The edge network of a Vercel/Netlify is very hard to replicate in cloud as a small startup.
And if you are spending your time and resources trying to replicate it instead of building your core product you're an idiot/forever software engineer clueless about product.
I wasn't referring to the edge network for _startups_ to replicate. I was more wondering how AWS and others can replicate Vercel/Netlify and eat their lunch. They have no defensible moat as a company.
The same reason IBM can’t. They are incumbent and have an enterprise world view. They are necessarily going to be more bloaty. IAM yay!

I use Vercel (and Netlify) and once you spend the 2 minutes setting it up you never think much of it again as it just does its job.

you could use Fastly or AWS Cloudfront
Vercel makes app deployment a first-class citizen that's baked into the CDN. Fastly doesn't offer a Vercel/Netlify deploy feature, and AWS requires considerably more work to setup but can easily replicate.
At the end of the day, even when it's running sever-side or on the edge, it still all exists to deliver a front-end experience. Vercel makes delivering such an experience more palatable. This includes isolated environments that can easily be shared and a CDN-as-default deploy model. It's like someone sprinkled a little Heroku magic on a specific front-end deployment workflow.
Until Vercel adds a solid and flexible database as a service, I'll continue using Google Cloud Run + Cloud SQL + Cloud Build for a "no server" solution.

▶ [Given information]
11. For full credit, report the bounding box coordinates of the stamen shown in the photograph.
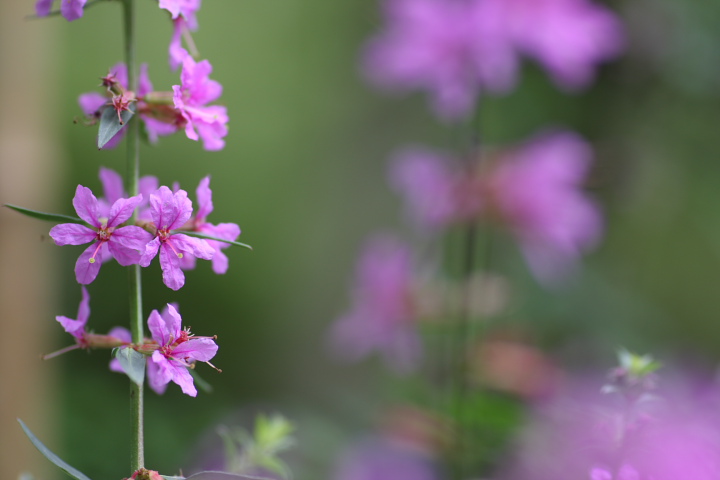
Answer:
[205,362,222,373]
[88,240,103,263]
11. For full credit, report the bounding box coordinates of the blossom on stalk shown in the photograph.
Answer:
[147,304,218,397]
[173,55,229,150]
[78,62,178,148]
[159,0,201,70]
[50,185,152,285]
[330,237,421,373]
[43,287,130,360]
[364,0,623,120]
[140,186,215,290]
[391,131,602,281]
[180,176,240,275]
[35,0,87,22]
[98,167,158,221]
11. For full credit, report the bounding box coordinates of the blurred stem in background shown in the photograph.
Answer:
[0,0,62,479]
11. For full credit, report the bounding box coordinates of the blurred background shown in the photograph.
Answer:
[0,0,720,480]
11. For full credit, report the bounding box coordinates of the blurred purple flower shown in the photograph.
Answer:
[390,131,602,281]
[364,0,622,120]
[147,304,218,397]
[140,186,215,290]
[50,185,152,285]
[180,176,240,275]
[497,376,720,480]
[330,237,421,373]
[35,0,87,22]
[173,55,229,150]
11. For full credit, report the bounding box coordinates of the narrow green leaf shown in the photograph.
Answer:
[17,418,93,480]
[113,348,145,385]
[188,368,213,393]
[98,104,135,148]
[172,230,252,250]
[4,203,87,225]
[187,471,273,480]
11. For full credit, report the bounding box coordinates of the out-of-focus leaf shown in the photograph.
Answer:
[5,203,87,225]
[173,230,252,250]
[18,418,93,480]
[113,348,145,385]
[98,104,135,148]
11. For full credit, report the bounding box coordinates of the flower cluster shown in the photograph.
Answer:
...
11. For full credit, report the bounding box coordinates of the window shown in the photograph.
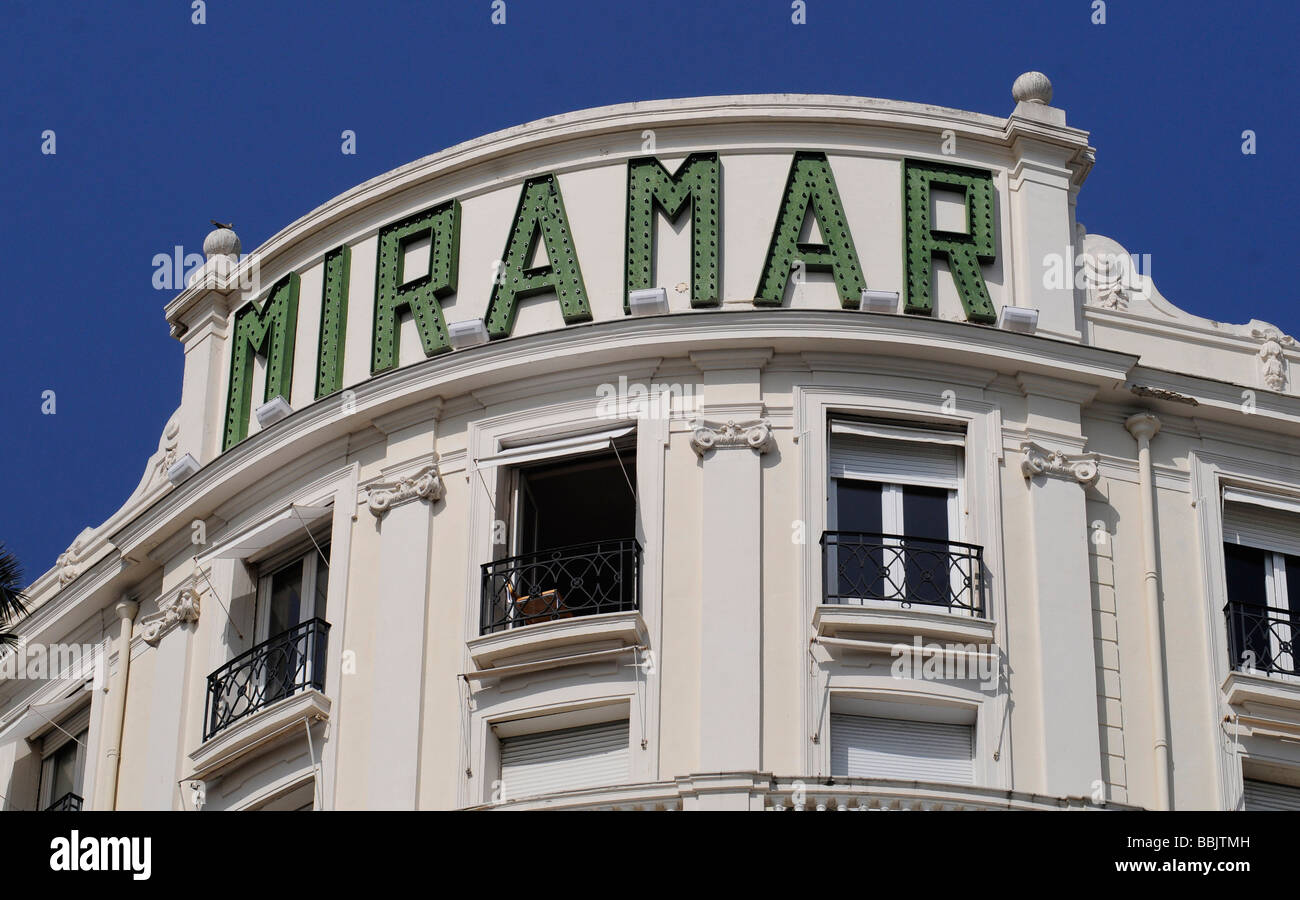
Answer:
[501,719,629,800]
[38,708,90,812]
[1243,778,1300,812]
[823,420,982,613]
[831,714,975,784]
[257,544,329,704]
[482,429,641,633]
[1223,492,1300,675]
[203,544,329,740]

▶ [Set tasks]
1. In the Vercel discussion, shorten the paragraph that begins "At the end of the day" while keeping its main facts.
2. In the Vercel discussion, which services does one commenter keep using until Vercel adds a solid, flexible database as a service?
3. Pick up the Vercel discussion after its last comment and continue it.

▶ [Answers provided]
1. Whether code runs server-side or on the edge, it exists to deliver a front-end experience, and Vercel makes that easier. It offers isolated, easily shared environments and deploys to the CDN by default, which works like Heroku's convenience applied to front-end deployment.

2. Google Cloud Run, Cloud SQL, and Cloud Build.

3.
Granted, the Vercel edge network is amazing, but Google routes internal requests way way faster than the edge can communicate with Google's infra.

Vercel is great for things that aren't stateful and for automagic build configuration and asset serving. But not great for anything needing a DB.

Vercel is easy to use and comes with batteries

the primary decision driver here is hype factor

it’s just more fashionable to use Vercel than AWS

much of web development today is like this

> Vercel is easy to use and comes with batteries

On our team, we deploy our web app through Vercel primarily because of this (maybe there is some hype factor bias in there too?..). Everything else we rely on runs on AWS. We don't necessarily need Vercel for any of the edge computing or serverless environments, but the experience of building, previewing, and deploying our app is FAR superior to AWS's Amplify offering because it just works.

Trialing Amplify for a few weeks led to a world of hurt, leftover build artifacts in our accounts, failed builds left and right, unreliable preview environments, etc.